■ **Page excerpt**:
Significance. If the results hold under proper controls, this would represent a meaningful advance in efficient, training-free memory management for vision-language models handling unbounded video streams. The training-free application to an existing backbone, the explicit constant-budget constraint, and the reported memory savings are clear strengths. Consistent cross-benchmark gains suggest practical relevance for real-time streaming tasks.

major comments (3)
  1. [Abstract / Stage 1] Abstract and Stage 1 description: The central claim attributes the +10.42 OVO-Bench gain (and consistent lifts elsewhere) to the semantic prior from the fixed pseudo-question bank outperforming visual-similarity heuristics. However, no ablation is described that swaps only this bank for a pure visual baseline while freezing the three-tier structure, constant budget, and Stage 2 components. Without this isolation, the semantic-awareness contribution cannot be confirmed as the causal driver.
  2. [Abstract / Experiments] Abstract and Experiments section: The headline numeric improvements are presented without details on experimental controls, baseline re-implementations, statistical significance, variance across runs, or checks for data-selection effects. This leaves the support for the reported gains provisional and makes it difficult to assess whether the gains generalize beyond the specific evaluation setup.

■ **Instructions**:
A – Answer these questions from the memory-management review:
(i) What OVO-Bench gain does the central claim report?
(ii) Which three things does the Significance paragraph call clear strengths?
(iii) According to the first major comment, which parts should stay frozen in the missing ablation?
B – Resume the memory-management review, starting after its last sentence.
The material after the memory-management review is separate from it.

■ **Information given**:
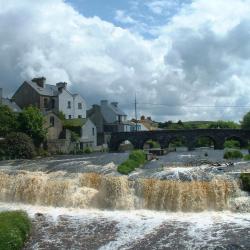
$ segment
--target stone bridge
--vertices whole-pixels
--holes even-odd
[[[137,131],[137,132],[117,132],[112,133],[109,148],[117,151],[124,141],[130,143],[136,149],[143,149],[148,140],[156,141],[161,148],[168,148],[169,144],[176,139],[183,138],[189,150],[195,148],[199,138],[208,137],[214,143],[214,149],[223,149],[226,140],[234,139],[240,145],[246,146],[250,140],[250,130],[242,129],[186,129],[186,130],[157,130],[157,131]]]

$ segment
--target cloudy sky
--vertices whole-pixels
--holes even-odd
[[[160,121],[238,121],[249,13],[250,0],[0,0],[0,86],[11,96],[45,76],[131,116],[136,93],[139,114]]]

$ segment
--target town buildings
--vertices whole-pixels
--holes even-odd
[[[34,78],[25,81],[13,95],[13,100],[21,107],[30,105],[39,108],[45,116],[48,130],[48,143],[55,144],[55,140],[65,140],[66,125],[58,116],[64,115],[68,126],[78,132],[80,147],[96,147],[96,126],[86,118],[87,105],[79,94],[72,94],[67,89],[67,83],[59,82],[56,85],[46,84],[46,78]],[[70,127],[70,126],[69,126]],[[57,148],[62,141],[57,142]],[[48,145],[49,147],[49,145]],[[64,146],[62,146],[65,148]],[[64,151],[64,150],[63,150]]]

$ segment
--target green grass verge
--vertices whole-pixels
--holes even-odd
[[[245,161],[250,161],[250,155],[244,155],[244,160]]]
[[[250,173],[241,173],[240,179],[243,190],[250,192]]]
[[[118,166],[117,171],[121,174],[128,175],[145,162],[146,154],[142,150],[135,150],[130,153],[128,160]]]
[[[28,215],[22,211],[0,213],[0,249],[22,249],[31,230]]]
[[[224,159],[241,159],[243,154],[239,150],[230,150],[224,153]]]

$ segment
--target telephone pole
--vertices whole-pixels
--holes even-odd
[[[136,92],[135,92],[135,131],[138,130],[138,117],[137,117],[137,100],[136,100]]]

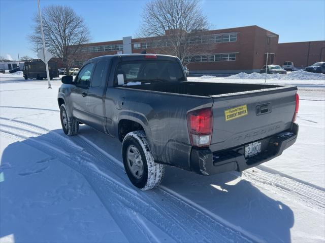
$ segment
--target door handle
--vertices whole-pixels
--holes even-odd
[[[118,97],[118,101],[117,102],[117,104],[116,104],[116,109],[118,110],[120,110],[122,109],[122,106],[124,105],[124,100],[125,98],[124,97]]]
[[[263,104],[256,106],[256,114],[257,115],[271,113],[272,110],[272,106],[271,103]]]

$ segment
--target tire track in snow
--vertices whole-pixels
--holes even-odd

■ **Responses in order**:
A –
(i) +10.42
(ii) The training-free application to an existing backbone, the explicit constant-budget constraint, and the reported memory savings.
(iii) The three-tier structure, the constant budget, and the Stage 2 components.

B –
  3. [Stage 1] Stage 1 description: No construction details are supplied for the pseudo-question bank (size, source, curation process, or cross-benchmark generality). If the bank is derived from or tuned to the evaluated benchmarks (OVO-Bench, StreamingBench, ODV-Bench), the semantic prior risks circularity and the claim that it supplies an independent lightweight semantic signal would be weakened.
minor comments (2)
  1. [Abstract] Abstract: The phrase 'consistent gains' is used without reporting the per-benchmark deltas or absolute scores; adding these numbers would improve precision and allow readers to gauge effect sizes directly.
  2. [Abstract] Notation and terminology: The terms 'three-tier streaming memory' and 'anchor-conditioned recency gate' are introduced without a brief inline gloss in the abstract; a short parenthetical definition on first use would aid accessibility.

Simulated Author's Rebuttal

3 responses · 0 unresolved

We thank the referee for the constructive and detailed feedback. We address each major comment point by point below, providing clarifications on the current manuscript and committing to specific revisions that strengthen the presentation of SAVEMem without altering its core claims.

read point-by-point responses
  1. Referee: [Abstract / Stage 1] Abstract and Stage 1 description: The central claim attributes the +10.42 OVO-Bench gain (and consistent lifts elsewhere) to the semantic prior from the fixed pseudo-question bank outperforming visual-similarity heuristics. However, no ablation is described that swaps only this bank for a pure visual baseline while freezing the three-tier structure, constant budget, and Stage 2 components. Without this isolation, the semantic-awareness contribution cannot be confirmed as the causal driver.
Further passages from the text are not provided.